_WHAT THE TASK REQUIRES_
Please output only the lines that run from the line containing "TARGET: roll of masking tape" through the end of the material below, exactly.

_Saved entries_

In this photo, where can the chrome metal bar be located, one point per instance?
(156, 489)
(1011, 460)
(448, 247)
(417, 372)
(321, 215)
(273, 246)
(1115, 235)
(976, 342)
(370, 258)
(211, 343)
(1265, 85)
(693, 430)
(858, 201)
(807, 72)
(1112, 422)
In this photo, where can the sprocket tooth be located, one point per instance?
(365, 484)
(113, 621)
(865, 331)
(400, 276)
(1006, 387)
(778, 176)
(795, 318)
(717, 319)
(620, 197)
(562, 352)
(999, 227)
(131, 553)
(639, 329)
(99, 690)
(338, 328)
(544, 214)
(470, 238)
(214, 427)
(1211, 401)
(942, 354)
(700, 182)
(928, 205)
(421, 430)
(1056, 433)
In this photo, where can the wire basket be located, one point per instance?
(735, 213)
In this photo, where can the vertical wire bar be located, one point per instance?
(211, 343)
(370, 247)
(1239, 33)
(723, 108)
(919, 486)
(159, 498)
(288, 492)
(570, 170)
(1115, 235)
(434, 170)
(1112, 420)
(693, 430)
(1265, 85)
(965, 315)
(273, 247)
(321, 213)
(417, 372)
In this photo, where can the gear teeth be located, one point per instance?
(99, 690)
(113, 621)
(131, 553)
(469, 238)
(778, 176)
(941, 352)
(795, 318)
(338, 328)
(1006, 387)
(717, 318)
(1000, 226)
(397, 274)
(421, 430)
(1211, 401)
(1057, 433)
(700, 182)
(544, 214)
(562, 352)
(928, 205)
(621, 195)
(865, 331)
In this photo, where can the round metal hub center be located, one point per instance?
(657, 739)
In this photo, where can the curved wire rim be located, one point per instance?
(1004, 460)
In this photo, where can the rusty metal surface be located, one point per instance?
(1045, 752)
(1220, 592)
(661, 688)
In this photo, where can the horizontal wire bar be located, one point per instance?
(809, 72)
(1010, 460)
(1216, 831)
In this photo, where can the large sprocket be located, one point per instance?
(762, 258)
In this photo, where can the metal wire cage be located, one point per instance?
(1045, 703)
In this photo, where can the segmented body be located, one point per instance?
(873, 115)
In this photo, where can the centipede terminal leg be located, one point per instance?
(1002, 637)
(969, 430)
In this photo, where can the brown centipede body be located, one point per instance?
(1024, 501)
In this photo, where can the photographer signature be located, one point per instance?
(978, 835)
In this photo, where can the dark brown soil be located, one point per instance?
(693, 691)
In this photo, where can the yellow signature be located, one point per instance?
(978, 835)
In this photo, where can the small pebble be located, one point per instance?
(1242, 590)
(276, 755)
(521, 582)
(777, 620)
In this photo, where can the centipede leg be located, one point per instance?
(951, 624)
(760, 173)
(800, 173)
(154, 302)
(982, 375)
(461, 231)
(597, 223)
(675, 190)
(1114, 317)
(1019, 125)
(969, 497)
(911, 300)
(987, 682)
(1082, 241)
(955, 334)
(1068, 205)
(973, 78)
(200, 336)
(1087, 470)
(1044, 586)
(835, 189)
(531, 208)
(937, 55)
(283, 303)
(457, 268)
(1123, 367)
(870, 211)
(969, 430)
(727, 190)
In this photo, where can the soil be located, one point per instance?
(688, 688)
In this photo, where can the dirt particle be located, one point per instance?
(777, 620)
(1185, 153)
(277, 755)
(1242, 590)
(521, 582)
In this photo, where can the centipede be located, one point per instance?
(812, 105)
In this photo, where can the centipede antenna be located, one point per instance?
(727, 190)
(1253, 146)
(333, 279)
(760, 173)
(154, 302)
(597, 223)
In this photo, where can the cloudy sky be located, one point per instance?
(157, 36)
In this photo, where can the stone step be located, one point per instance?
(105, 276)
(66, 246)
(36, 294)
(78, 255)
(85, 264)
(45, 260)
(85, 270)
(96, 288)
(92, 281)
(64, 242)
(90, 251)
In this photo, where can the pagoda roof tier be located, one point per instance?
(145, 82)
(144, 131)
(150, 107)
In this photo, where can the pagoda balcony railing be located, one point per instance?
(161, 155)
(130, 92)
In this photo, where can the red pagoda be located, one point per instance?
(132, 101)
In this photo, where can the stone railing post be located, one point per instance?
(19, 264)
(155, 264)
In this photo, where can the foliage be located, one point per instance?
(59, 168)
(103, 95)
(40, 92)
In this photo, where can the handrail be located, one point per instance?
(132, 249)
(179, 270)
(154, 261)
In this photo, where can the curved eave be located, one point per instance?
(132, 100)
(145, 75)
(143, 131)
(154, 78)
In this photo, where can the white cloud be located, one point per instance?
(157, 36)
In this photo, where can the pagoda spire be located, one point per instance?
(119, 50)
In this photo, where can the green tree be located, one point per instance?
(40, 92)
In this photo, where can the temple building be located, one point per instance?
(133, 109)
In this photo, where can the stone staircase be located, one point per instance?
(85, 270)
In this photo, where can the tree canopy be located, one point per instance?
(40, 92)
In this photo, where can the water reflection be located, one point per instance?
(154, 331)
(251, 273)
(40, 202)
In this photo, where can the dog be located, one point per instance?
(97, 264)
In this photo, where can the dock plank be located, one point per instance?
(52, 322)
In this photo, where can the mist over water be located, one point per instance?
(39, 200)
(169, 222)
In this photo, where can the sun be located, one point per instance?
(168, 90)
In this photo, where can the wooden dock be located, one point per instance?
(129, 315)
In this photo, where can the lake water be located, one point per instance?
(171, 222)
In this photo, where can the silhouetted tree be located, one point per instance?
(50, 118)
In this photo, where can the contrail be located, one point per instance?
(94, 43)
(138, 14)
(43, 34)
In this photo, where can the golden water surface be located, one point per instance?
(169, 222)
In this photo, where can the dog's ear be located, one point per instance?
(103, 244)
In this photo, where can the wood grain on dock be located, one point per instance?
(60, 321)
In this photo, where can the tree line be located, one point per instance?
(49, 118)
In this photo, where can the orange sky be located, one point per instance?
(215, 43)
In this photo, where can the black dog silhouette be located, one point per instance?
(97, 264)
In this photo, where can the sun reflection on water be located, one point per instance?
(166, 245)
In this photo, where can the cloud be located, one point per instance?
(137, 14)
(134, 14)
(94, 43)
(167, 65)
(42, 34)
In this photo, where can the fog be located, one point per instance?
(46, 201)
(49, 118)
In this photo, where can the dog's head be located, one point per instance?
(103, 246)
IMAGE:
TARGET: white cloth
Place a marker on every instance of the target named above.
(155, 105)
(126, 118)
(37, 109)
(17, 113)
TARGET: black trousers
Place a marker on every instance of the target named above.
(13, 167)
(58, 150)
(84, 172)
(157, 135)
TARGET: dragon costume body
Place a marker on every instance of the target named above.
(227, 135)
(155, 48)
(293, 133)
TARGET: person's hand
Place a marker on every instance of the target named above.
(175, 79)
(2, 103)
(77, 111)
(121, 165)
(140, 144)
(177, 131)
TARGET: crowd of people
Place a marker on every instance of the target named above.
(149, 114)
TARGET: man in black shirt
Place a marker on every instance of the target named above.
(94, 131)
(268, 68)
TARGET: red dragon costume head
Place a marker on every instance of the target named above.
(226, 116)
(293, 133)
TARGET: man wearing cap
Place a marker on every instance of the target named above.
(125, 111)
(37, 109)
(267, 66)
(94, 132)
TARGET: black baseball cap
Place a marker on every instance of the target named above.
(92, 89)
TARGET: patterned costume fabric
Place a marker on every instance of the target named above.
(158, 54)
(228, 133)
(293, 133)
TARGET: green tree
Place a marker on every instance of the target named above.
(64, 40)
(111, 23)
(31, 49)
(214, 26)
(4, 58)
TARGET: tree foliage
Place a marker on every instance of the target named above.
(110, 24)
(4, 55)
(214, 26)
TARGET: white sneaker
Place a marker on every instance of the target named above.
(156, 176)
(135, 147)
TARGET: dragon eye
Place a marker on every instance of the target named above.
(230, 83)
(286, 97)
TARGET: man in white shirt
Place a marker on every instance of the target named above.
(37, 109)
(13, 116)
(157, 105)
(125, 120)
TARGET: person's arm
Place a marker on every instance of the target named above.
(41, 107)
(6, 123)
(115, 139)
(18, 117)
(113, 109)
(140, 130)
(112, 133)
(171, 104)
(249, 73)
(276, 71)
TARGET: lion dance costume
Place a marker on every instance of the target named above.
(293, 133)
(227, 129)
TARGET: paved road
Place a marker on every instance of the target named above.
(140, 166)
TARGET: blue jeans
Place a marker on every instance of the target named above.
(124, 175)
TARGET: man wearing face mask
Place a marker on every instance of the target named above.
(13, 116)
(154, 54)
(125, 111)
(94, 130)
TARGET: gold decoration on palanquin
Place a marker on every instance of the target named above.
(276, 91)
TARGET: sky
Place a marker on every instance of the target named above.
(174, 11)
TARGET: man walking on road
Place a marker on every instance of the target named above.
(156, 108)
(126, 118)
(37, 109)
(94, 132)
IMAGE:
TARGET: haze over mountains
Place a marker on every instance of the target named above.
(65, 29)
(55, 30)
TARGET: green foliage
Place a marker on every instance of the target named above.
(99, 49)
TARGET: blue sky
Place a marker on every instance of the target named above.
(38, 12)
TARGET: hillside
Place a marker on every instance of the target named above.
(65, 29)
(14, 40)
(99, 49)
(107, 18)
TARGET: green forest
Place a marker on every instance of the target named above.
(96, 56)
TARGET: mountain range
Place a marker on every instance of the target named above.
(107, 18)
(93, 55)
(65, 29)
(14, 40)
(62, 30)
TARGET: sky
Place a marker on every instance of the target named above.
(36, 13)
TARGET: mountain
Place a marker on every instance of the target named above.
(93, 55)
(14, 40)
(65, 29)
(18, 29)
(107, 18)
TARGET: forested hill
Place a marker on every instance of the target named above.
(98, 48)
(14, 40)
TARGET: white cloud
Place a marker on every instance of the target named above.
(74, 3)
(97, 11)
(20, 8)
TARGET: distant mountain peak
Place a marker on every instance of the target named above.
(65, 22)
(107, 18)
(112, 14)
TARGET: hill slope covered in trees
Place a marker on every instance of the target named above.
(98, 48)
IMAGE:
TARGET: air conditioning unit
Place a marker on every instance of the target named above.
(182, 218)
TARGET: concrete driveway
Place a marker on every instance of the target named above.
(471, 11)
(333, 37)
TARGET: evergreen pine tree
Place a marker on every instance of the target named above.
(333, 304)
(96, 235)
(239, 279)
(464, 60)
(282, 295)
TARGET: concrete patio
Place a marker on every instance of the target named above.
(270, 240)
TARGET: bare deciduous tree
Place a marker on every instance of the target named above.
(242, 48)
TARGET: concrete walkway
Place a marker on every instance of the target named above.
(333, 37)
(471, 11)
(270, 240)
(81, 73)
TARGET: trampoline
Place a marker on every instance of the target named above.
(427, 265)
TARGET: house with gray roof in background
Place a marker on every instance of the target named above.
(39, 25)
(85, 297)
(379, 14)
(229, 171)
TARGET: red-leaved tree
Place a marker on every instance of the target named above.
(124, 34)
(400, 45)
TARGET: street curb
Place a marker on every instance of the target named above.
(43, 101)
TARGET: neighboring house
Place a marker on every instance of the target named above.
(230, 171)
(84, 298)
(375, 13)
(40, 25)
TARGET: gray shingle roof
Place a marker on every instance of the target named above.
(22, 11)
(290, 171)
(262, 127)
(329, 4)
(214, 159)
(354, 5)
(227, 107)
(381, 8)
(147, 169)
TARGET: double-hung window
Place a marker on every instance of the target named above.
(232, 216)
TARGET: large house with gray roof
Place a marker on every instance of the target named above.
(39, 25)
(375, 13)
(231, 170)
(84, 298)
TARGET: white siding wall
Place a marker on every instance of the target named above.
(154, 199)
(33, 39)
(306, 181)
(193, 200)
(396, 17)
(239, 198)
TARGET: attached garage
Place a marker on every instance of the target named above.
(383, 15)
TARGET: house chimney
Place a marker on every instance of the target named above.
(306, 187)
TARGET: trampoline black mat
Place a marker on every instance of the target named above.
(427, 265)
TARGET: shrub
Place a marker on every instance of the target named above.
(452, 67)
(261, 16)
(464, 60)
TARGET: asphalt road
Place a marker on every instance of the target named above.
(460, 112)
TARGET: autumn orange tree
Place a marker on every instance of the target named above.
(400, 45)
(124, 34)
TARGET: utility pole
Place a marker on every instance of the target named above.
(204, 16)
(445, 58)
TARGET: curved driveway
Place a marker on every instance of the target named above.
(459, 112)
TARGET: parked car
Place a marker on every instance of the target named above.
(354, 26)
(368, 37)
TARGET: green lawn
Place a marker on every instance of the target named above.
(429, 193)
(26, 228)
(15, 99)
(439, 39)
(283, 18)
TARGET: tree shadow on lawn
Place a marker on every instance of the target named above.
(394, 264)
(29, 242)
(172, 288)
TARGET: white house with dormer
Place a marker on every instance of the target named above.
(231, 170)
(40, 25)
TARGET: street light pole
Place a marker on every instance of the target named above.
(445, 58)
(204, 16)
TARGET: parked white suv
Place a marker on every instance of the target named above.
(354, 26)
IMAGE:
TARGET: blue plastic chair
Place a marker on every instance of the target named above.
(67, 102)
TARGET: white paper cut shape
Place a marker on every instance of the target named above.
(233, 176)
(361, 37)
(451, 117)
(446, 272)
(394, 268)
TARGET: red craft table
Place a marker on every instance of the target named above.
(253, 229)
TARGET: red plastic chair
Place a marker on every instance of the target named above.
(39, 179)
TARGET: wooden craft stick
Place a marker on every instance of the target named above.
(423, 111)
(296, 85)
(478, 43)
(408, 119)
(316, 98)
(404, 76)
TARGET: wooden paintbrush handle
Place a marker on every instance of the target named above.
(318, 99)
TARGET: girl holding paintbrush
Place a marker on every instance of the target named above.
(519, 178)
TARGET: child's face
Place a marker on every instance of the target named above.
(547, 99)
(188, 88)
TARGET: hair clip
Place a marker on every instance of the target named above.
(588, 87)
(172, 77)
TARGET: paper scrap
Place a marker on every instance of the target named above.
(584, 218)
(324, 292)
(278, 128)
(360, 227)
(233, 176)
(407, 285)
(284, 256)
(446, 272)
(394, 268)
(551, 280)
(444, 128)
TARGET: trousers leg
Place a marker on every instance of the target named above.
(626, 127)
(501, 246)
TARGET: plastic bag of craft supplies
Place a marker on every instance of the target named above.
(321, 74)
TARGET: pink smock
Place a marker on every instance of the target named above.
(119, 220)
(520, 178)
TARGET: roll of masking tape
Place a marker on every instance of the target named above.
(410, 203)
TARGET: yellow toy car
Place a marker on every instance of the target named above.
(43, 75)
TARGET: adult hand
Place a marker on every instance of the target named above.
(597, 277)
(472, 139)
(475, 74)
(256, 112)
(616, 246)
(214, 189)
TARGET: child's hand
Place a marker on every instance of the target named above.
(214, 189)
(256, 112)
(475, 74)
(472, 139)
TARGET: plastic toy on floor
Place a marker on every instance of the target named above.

_SOLUTION TO THIS EXERCISE_
TARGET: roll of masking tape
Place a marker on every instance of the target named above.
(410, 203)
TARGET: yellow toy car
Place a marker on every instance of the target named above.
(43, 75)
TARGET: adult hand
Place a marker on every instance of the target named above.
(597, 277)
(472, 139)
(475, 74)
(256, 112)
(616, 246)
(214, 189)
TARGET: child's hand
Place a marker on every instance of the target named above.
(214, 189)
(256, 112)
(475, 74)
(472, 139)
TARGET: plastic toy on floor
Place a marker on every instance of the target named above.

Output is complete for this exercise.